= Natural language region descriptions =
● ● ●

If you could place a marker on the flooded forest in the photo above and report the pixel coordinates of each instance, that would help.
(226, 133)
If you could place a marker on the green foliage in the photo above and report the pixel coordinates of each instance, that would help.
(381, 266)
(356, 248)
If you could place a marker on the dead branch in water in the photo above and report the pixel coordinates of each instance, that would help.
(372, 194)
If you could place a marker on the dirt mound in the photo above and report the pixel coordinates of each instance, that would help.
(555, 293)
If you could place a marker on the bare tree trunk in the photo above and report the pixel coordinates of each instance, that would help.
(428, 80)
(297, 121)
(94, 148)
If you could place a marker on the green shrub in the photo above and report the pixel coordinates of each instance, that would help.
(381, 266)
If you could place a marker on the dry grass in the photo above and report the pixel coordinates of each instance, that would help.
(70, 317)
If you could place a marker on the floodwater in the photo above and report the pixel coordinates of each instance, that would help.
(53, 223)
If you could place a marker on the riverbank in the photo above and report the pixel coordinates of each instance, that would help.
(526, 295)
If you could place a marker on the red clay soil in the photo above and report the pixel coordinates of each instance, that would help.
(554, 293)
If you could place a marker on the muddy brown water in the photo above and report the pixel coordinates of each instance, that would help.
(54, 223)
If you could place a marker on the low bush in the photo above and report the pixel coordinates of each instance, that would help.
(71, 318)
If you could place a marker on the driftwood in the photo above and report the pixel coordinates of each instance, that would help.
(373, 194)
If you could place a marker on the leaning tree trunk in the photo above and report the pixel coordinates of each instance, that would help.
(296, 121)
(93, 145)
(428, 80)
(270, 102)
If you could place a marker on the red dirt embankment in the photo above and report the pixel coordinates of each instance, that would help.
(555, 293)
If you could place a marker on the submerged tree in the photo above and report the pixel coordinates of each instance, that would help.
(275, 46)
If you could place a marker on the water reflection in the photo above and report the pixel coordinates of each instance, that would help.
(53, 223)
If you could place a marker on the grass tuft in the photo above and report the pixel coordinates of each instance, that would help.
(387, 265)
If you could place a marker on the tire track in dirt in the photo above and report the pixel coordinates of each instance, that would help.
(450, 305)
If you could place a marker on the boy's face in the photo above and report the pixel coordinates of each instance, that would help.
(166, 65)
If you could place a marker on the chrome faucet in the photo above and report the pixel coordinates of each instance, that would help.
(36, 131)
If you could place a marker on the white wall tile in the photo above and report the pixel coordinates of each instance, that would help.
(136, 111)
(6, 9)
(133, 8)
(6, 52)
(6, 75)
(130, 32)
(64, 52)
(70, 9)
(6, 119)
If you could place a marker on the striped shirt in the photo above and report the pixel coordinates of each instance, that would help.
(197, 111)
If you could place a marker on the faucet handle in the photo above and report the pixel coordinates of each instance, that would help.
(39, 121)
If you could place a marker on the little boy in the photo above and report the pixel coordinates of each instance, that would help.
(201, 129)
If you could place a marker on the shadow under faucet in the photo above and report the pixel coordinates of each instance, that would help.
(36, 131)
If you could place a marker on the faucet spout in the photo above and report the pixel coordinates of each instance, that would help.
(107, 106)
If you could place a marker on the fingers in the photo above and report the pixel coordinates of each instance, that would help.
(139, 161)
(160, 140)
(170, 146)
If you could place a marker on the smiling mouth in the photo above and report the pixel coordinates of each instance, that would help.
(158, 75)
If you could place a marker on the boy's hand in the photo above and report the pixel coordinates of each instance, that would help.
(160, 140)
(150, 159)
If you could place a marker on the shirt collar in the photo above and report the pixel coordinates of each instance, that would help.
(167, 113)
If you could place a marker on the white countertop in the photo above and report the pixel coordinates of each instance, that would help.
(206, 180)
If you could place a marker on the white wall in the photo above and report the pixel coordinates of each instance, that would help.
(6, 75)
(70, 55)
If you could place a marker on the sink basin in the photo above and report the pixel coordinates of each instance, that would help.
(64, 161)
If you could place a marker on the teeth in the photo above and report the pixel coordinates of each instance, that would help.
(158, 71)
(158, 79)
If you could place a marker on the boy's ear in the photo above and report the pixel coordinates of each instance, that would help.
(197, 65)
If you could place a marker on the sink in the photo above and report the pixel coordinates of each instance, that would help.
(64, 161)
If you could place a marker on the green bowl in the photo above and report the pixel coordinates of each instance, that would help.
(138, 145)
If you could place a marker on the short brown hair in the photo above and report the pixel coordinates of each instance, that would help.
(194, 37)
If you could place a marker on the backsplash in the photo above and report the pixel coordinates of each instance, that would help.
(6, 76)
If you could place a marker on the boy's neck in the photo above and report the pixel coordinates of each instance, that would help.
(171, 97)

● ● ●

Give back the entries exactly. Omit none of them.

= Solution to this problem =
If you could place a marker on the flooded forest in the photo above and report the pixel coordinates of each instance, that would help.
(226, 133)
If you could place a marker on the green foliage in the photo above and report the pixel coordinates of each instance, that would help.
(381, 266)
(356, 248)
If you could place a marker on the dead branch in water in the photo above and report the pixel coordinates of each instance, that would help.
(372, 194)
If you could place a marker on the dirt mound in the photo above and report the pixel coordinates of each instance, that would help.
(555, 293)
If you could place a marker on the bare tree trunk in the photo above and report the pixel coordinates of each instance, that would help.
(428, 80)
(297, 121)
(94, 148)
If you could place a marker on the green shrub in the photo above and report the pixel coordinates of each instance, that would help.
(381, 266)
If you could place a marker on the dry grass in the photo above and report the pixel coordinates of each instance, that would help.
(70, 317)
If you could place a marker on the floodwater in the photo above and report the pixel coordinates of each instance, that would help.
(53, 223)
If you could place a marker on the riverbank in the photo above and report the pixel coordinates of each instance, that would help.
(526, 295)
If you could place a marker on the red clay soil in the photo above and report the pixel coordinates of each instance, that would help.
(554, 293)
If you could place a marker on the muddy brown water in the photo above and report the pixel coordinates of each instance, that would help.
(54, 223)
If you could place a marker on the low bush in the photo above and report the pixel coordinates of each instance, that would help.
(71, 318)
If you could place a marker on the driftwood in the photo above and report the pixel coordinates of each instance, that would help.
(373, 194)
If you could place a marker on the leaning tree trunk in the photo above and report the pixel coordinates of each instance, that would help.
(296, 121)
(93, 145)
(428, 80)
(270, 102)
If you could place a marker on the red dirt embankment in the photo above and report the pixel coordinates of each instance, that would help.
(555, 293)
If you could place a marker on the submerged tree in the photo above and report the pixel coordinates of each instance, that would help.
(275, 46)
If you could place a marker on the water reflection in the photo above and report the pixel coordinates of each instance, that would help.
(53, 223)
If you could place a marker on the grass tuft in the photo above and report the pixel coordinates of each instance, that would help.
(387, 265)
If you could place a marker on the tire track in dirt in the photo above and report the pixel coordinates of each instance, that would help.
(450, 305)
If you could place a marker on the boy's face in the photo above and report the pixel coordinates of each instance, that would help.
(166, 65)
If you could place a marker on the chrome faucet in the photo above and report the pixel coordinates of each instance, that would help.
(36, 131)
If you could place a marker on the white wall tile in the photo above and report the pixel coordinates of each instance, that would help.
(136, 111)
(6, 9)
(133, 8)
(6, 52)
(6, 75)
(130, 32)
(64, 52)
(70, 9)
(6, 119)
If you could place a marker on the striped shirt in the photo above and report the pixel coordinates of each instance, that would help.
(197, 111)
If you could place a marker on the faucet handle in the photo above and report the pixel coordinates of each instance, that would help.
(39, 121)
If you could place a marker on the little boy in the photo above and report the pixel coordinates of each instance, that would help.
(201, 129)
If you could place a marker on the shadow under faucet in the photo above and report the pixel coordinates of each instance, that would help.
(36, 131)
If you could place a marker on the faucet spout in the photo above and report the pixel coordinates of each instance, that would help.
(107, 106)
If you could place a marker on the fingers in the photo above and report the pixel coordinates of each instance, that would help.
(139, 161)
(160, 140)
(170, 146)
If you could place a marker on the smiling mouth in the photo above and report the pixel coordinates of each instance, that would help.
(158, 75)
If you could place a marker on the boy's hand in the photo above and report the pixel coordinates of each instance, that would help.
(160, 140)
(150, 159)
If you could place a marker on the shirt collar in the photo above and report the pixel coordinates of each instance, that would help.
(167, 113)
If you could place a marker on the white countertop in the photo above and report the pixel coordinates of each instance, that would help.
(206, 180)
If you could place a marker on the white wall in the photo above and report the pixel coordinates of each instance, that would help.
(6, 75)
(70, 55)
If you could place a marker on the sink basin in the photo above and report the pixel coordinates of each instance, that would help.
(64, 161)
If you could place a marker on the teeth in the photo above and report the pixel coordinates of each instance, that would help.
(158, 71)
(158, 79)
If you could place a marker on the boy's ear in the photo above and report the pixel coordinates of each instance, that would help.
(197, 65)
If you could place a marker on the sink in the photo above and report the pixel coordinates of each instance, that would help.
(64, 161)
If you could place a marker on the green bowl in the photo above and report the pixel coordinates of each instance, that would help.
(138, 145)
If you could place a marker on the short brown hair in the photo above and report the pixel coordinates of each instance, that would help.
(194, 37)
If you could place a marker on the backsplash in the photo above and report the pixel coordinates of each instance, that would help.
(6, 76)
If you could place a marker on the boy's neck in the photo above and report the pixel coordinates of each instance, that would help.
(171, 97)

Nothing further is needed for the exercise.